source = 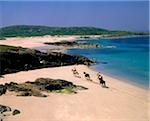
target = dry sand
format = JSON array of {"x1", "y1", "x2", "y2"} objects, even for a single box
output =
[
  {"x1": 0, "y1": 65, "x2": 149, "y2": 121},
  {"x1": 0, "y1": 35, "x2": 82, "y2": 48}
]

PROBLEM ::
Return every line of the listing above unchanged, but leave out the pictures.

EXERCISE RESPONSE ::
source = 
target = dry sand
format = JSON array of {"x1", "y1", "x2", "y2"} objects, even for a single box
output =
[
  {"x1": 0, "y1": 65, "x2": 149, "y2": 121},
  {"x1": 0, "y1": 35, "x2": 82, "y2": 48}
]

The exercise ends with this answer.